Stored items
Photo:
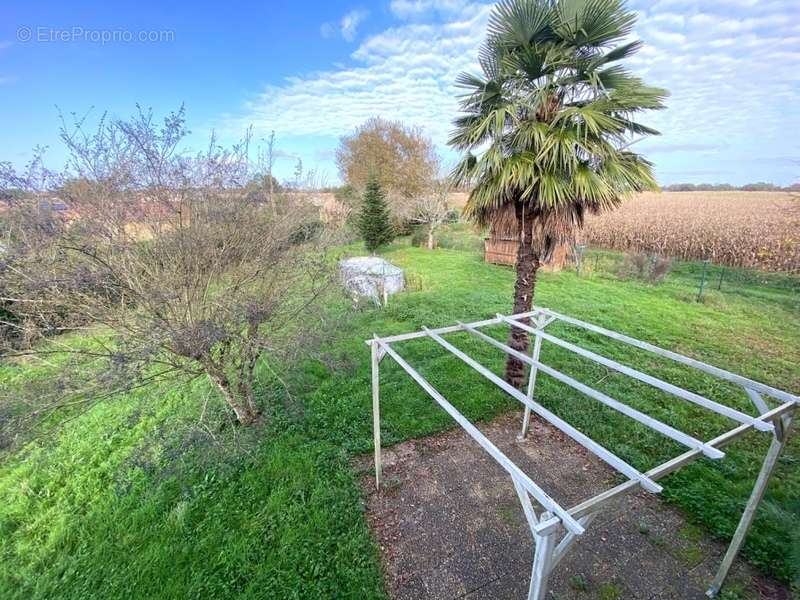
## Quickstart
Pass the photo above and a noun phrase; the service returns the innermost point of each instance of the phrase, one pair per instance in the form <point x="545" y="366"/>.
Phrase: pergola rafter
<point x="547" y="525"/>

* * *

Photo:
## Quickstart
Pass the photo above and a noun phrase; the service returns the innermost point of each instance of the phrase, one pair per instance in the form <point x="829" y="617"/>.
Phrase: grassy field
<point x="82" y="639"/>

Task brief -> Report every line of the items above that contains the word "instance", treating uppercase and lowercase as different.

Answer to the exercise ->
Pass the photo above and a noun phrase; the service returns the innermost point of each instance of the phrase, one pair per instance in the form <point x="545" y="366"/>.
Pass the photo above and a noun phrase; the service returns the innermost point of each instance of the phrase, one pair per instance in the form <point x="829" y="617"/>.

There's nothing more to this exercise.